Restate word for word the opening line of the data below and every line after it until the line with "Target: overcast sky", that line too, but not the pictures.

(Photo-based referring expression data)
::::::::

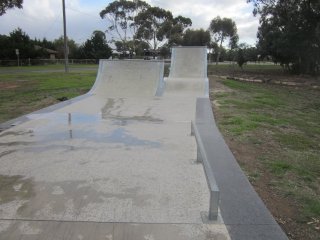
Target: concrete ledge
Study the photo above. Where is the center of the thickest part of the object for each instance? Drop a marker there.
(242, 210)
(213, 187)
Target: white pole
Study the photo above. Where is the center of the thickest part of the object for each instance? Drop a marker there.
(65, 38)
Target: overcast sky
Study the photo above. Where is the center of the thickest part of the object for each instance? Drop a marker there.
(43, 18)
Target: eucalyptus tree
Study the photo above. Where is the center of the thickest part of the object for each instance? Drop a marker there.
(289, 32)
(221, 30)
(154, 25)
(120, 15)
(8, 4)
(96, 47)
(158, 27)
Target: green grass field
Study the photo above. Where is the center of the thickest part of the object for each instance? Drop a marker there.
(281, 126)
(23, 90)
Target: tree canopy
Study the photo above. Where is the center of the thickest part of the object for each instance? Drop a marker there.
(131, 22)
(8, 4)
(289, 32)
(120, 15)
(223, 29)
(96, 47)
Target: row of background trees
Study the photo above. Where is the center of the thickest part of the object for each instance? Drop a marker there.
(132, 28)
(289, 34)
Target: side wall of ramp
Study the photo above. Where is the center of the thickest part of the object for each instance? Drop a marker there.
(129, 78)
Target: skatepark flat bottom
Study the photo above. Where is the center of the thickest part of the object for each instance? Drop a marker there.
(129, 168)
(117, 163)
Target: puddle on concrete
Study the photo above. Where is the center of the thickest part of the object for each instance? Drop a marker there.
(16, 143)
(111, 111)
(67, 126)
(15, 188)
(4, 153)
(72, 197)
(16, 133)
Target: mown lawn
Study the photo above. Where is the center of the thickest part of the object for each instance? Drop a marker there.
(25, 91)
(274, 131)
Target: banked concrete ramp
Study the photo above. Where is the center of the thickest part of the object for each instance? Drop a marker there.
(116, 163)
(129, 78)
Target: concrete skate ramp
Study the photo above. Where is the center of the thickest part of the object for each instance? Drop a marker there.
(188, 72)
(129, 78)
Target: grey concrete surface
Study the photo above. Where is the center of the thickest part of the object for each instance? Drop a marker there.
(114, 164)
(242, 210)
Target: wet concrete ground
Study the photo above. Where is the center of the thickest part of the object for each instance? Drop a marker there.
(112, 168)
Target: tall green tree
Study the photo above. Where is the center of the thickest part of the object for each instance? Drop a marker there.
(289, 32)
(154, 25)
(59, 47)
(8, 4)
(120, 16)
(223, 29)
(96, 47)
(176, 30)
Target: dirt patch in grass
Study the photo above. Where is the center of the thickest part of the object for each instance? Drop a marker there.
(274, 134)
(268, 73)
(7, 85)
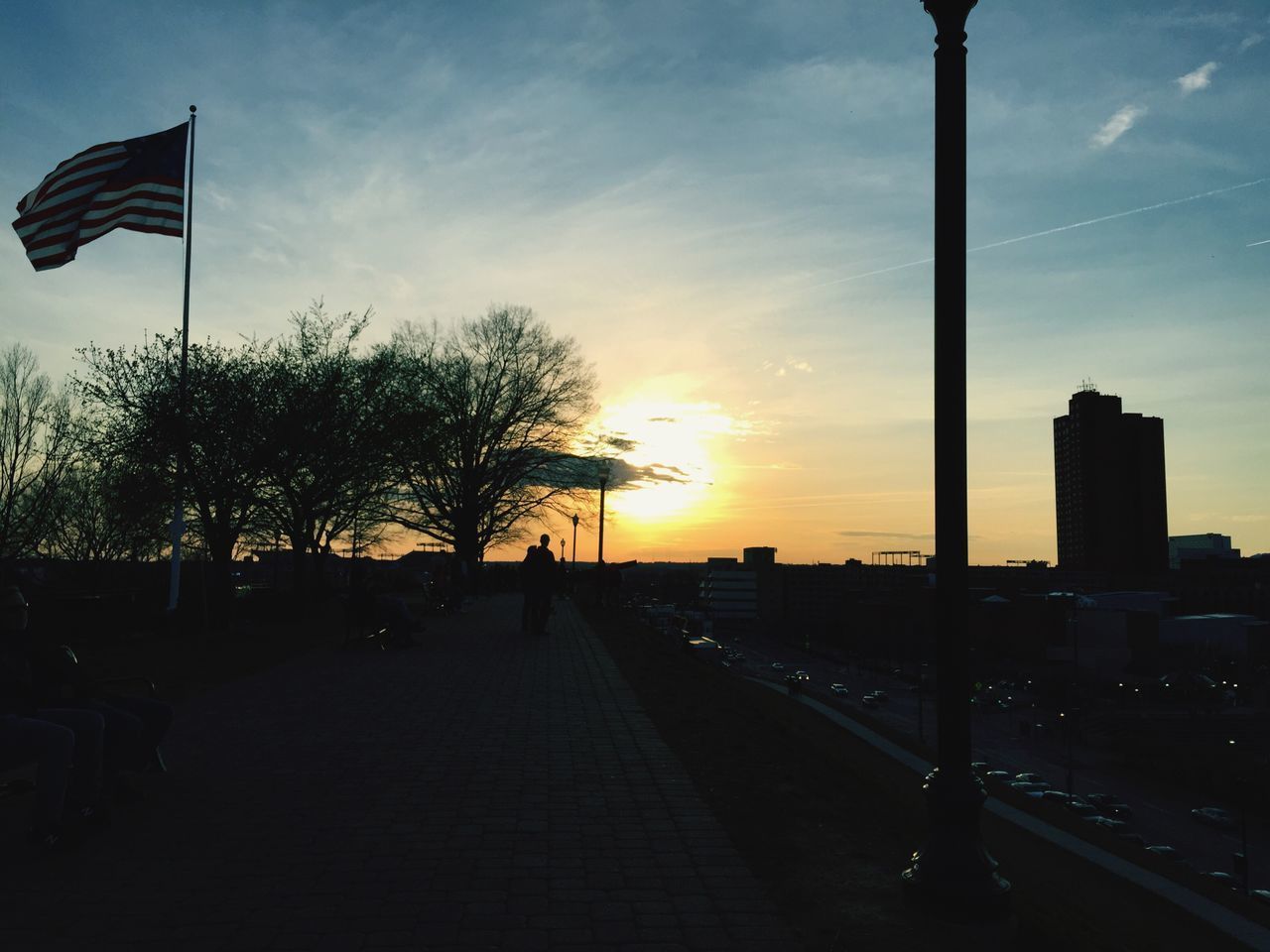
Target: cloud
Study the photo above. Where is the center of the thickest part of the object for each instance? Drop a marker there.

::::::::

Expected output -
Target: concrete ledge
Study the photo above. Where is the center of the thickest part of the object for each instance? Drop a marker there.
(242, 210)
(213, 187)
Target: white pole
Study the photo above. Where is the center of the thickest part of the object for each instance? Drop a marker there.
(65, 38)
Target: overcast sky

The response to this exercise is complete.